Work instruction 1:
Summarize the passage on brain tumor regrowth in two sentences.
Work instruction 2:
Quote the passage on brain tumor regrowth from "1.2.   Modeling of" up to and including "possible too ^[12].".
Work instruction 3:
Name every stage of wound healing listed in the passage on brain tumor regrowth.
Supplied passage START
TMs are able to aid with cell proliferation ^[2] and Weil et al. ^[3] showed that after surgery, nearby cells actually extend their TMs toward the lesion along which cell nuclei can travel. These nuclei can then begin repopulating the lesion. Weil et al. ^[3] also showed that glioblastoma cells can actually move toward the lesion, where on day 5 after surgery, more than half of the glioblastoma cells move toward the lesion. In addition, surgery creates a wound and a wound-healing response is triggered. Wound healing is classically a four-stage process with stages that may overlap: 1) hemostasis, 2) inflammation, 3) cell proliferation, and 4) remodeling ^[6,7]. Inflammation during a wound-healing process has been shown to have the potential to be tumor promoting, since immune inflammatory cells release growth factors and promote cancer cell proliferation and cancer spread ^[8,9]. Moreover, an injury may activate microglia and macrophages which aid with cancer cell survival, proliferation, and invasion ^[10,11]. Hence, in addition to TMs, wound-healing mechanisms may also be promoting tumor growth. We will use our mathematical model to investigate the significance of these processes related to the cancer regrowth data from ^[3].

1.2.   Modeling of brain tumors

According to the data from the World Health Organization (WHO), the incidence of brain cancer is about 4 out of 100,000 people worldwide (www.who.int). Treatments vary widely depending on the stage, size, and location of the cancer, and age and health of the patient ^[12,13]. Most patients would undergo surgery, followed by radiation treatment, but many other treatments such as chemotherapies, targeted therapies, and immunotherapies, are possible too ^[12].
Supplied passage END
Extracted data START
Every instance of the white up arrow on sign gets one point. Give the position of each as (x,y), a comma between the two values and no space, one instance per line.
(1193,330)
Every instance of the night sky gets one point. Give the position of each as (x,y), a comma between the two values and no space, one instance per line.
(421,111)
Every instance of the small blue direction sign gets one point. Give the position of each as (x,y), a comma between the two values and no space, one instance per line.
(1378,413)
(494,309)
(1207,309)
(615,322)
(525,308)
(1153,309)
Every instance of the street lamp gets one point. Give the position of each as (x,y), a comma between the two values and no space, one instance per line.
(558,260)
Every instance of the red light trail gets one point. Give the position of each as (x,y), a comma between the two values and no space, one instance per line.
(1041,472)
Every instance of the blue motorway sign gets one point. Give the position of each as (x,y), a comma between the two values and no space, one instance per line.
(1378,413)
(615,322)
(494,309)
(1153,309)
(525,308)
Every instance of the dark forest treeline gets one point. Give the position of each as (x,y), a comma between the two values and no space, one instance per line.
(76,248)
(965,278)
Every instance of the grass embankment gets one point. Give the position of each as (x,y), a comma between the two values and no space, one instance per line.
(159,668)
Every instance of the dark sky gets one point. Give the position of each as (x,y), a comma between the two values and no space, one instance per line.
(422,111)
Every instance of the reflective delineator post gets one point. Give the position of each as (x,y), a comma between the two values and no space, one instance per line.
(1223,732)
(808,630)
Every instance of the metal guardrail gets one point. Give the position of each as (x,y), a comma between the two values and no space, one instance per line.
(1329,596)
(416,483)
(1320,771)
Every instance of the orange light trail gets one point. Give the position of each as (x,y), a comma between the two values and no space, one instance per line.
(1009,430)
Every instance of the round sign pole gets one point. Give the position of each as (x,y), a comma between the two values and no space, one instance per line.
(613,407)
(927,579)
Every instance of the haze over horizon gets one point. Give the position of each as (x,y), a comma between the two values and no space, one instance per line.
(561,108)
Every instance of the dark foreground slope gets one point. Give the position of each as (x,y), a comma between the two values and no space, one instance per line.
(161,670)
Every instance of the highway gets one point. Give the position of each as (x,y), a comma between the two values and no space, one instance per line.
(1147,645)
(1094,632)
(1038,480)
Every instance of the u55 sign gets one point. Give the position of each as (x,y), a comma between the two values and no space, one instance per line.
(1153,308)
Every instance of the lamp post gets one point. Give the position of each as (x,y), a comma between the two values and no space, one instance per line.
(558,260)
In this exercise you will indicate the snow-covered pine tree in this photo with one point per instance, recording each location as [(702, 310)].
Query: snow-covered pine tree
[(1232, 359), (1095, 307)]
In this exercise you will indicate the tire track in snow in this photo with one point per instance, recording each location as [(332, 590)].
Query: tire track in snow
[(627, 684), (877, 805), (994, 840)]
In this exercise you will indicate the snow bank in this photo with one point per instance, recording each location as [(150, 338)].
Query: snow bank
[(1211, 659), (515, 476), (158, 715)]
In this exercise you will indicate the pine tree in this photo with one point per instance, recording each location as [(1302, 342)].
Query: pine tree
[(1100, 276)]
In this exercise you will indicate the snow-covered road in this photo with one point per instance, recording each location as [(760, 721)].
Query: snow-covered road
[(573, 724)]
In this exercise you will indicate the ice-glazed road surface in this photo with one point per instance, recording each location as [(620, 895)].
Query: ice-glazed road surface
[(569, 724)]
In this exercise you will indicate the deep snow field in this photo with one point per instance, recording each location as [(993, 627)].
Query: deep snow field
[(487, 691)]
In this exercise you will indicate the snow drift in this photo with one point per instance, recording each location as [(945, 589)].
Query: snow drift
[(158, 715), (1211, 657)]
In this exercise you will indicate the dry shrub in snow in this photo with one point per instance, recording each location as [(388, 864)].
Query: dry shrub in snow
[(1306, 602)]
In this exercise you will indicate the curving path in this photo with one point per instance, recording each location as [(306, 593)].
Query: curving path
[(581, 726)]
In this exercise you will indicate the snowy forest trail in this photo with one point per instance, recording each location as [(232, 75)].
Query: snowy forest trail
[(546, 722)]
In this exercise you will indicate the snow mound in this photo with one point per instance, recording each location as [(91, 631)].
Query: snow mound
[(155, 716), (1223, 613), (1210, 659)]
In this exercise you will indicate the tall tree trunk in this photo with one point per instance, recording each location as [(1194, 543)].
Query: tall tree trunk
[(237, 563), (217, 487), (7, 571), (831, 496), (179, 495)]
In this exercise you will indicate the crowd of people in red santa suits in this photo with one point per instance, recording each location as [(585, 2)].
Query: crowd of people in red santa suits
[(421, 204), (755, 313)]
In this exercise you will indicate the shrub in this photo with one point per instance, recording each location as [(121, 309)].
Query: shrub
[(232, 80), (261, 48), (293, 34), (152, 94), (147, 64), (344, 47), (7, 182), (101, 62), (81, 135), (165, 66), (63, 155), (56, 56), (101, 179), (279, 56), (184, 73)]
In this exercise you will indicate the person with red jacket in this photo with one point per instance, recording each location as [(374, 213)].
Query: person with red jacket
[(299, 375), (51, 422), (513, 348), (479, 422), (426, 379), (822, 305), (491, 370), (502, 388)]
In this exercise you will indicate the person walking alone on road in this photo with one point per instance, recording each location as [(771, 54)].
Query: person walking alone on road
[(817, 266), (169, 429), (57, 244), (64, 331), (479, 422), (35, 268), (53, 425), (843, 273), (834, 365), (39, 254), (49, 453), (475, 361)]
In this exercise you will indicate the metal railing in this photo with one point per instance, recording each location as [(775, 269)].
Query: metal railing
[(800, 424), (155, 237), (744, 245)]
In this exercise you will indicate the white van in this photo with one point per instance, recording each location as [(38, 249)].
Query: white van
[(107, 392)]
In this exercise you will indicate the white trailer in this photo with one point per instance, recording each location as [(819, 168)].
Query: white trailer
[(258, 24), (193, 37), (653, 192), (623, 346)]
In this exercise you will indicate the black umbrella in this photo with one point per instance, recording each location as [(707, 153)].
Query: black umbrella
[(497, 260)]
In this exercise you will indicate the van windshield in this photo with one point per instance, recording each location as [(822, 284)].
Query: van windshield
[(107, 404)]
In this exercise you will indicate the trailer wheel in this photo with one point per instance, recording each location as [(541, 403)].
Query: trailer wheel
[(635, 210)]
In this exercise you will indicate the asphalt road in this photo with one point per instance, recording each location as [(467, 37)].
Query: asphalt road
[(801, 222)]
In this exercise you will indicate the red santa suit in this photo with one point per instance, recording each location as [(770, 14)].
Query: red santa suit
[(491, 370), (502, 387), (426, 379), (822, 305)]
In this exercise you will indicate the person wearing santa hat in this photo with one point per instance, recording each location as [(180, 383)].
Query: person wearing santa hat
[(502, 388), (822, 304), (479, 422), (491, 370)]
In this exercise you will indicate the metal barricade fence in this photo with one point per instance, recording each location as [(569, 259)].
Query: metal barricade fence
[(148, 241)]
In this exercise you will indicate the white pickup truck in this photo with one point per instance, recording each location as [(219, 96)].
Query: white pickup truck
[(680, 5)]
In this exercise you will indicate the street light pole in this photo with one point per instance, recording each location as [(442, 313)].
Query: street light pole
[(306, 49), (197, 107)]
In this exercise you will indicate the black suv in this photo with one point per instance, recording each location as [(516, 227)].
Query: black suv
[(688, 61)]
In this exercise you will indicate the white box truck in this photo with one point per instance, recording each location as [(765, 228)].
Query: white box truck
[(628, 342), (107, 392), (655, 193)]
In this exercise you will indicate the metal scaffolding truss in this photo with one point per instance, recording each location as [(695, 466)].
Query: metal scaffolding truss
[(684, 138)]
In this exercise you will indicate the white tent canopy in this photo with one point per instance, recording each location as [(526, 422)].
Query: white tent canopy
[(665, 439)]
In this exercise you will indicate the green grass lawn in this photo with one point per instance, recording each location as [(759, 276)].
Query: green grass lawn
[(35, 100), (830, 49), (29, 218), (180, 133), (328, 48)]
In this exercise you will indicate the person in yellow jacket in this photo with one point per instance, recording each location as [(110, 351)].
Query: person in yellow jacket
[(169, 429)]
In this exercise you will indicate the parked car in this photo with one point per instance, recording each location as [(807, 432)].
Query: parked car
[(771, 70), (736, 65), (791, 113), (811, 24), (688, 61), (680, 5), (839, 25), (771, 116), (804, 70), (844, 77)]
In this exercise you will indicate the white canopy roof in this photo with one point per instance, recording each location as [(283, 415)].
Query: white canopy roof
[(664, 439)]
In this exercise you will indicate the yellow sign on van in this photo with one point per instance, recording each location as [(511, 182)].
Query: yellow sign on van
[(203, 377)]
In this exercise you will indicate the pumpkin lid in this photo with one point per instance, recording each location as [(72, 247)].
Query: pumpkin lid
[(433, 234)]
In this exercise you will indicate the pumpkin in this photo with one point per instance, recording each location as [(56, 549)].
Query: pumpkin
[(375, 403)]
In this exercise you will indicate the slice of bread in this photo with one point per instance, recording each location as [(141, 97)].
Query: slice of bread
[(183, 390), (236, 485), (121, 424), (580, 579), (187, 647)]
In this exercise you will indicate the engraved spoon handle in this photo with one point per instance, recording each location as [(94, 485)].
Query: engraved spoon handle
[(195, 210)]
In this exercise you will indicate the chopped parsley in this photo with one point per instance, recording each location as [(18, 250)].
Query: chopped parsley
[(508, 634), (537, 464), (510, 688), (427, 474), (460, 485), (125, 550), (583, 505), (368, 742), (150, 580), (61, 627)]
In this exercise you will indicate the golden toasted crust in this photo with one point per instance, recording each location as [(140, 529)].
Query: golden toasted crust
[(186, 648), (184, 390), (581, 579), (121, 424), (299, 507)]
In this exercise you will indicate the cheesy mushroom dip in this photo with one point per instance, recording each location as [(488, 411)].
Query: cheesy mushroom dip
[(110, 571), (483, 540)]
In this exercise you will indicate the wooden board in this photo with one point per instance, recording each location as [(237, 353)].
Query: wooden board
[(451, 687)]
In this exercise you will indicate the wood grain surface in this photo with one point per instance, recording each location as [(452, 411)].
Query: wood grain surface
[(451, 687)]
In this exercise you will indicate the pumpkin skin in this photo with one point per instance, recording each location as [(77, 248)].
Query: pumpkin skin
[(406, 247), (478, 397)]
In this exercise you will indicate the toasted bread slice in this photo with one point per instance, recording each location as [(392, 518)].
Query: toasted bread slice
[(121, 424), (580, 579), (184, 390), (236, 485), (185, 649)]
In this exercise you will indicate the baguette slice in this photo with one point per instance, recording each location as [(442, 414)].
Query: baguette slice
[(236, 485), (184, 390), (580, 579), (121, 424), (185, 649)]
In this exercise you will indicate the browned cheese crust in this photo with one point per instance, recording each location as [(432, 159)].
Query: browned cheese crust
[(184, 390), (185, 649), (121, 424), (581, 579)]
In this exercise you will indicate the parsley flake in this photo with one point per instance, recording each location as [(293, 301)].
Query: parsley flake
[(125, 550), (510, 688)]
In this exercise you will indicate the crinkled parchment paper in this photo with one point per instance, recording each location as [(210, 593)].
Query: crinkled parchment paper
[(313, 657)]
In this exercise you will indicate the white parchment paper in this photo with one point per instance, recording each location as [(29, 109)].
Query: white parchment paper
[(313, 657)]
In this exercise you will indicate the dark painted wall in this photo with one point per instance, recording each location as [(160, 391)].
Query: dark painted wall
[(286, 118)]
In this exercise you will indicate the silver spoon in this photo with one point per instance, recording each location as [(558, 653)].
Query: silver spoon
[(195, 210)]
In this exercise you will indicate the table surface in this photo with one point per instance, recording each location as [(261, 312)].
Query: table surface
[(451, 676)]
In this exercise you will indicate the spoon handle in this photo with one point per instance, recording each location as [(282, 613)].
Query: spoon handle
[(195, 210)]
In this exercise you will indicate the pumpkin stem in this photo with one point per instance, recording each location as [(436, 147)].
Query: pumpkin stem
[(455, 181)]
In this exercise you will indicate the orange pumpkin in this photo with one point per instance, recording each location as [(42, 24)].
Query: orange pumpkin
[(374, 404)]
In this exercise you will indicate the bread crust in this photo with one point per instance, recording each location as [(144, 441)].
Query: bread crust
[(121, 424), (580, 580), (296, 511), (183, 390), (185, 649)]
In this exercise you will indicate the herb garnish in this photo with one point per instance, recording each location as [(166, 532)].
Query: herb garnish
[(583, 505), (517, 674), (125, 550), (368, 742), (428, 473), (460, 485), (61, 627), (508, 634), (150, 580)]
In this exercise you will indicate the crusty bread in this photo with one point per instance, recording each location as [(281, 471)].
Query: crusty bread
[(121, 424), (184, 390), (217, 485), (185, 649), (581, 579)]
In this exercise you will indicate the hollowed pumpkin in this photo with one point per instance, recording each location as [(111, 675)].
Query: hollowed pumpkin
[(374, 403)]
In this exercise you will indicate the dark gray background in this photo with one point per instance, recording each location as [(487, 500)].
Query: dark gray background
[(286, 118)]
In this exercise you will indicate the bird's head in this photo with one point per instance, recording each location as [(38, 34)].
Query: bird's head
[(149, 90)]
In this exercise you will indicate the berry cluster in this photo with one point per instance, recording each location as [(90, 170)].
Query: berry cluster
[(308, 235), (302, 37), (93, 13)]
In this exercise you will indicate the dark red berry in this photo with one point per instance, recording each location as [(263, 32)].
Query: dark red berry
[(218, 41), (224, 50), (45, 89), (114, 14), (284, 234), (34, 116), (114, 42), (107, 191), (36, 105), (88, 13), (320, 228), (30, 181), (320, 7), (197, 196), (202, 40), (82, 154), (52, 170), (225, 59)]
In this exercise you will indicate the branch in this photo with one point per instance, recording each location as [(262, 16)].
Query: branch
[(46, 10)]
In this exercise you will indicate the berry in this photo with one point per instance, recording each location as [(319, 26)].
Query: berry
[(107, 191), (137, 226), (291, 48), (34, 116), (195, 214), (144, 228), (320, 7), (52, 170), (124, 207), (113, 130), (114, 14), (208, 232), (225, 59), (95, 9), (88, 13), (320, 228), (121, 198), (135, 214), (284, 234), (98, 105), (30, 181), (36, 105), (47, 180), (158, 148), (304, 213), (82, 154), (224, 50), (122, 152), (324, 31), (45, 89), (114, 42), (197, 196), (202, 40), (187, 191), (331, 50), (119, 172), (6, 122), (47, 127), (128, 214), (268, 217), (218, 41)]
Extracted data END
Answer box 1:
After surgery, nearby cells extend their TMs toward the lesion so that cell nuclei can travel along them and repopulate it, and glioblastoma cells also move toward the lesion. Surgery also triggers a wound-healing response whose inflammation, along with injury-activated microglia and macrophages, may promote tumor growth in addition to TMs.

Answer box 2:
1.2.   Modeling of brain tumors

According to the data from the World Health Organization (WHO), the incidence of brain cancer is about 4 out of 100,000 people worldwide (www.who.int). Treatments vary widely depending on the stage, size, and location of the cancer, and age and health of the patient ^[12,13]. Most patients would undergo surgery, followed by radiation treatment, but many other treatments such as chemotherapies, targeted therapies, and immunotherapies, are possible too ^[12].

Answer box 3:
Hemostasis, inflammation, cell proliferation, remodeling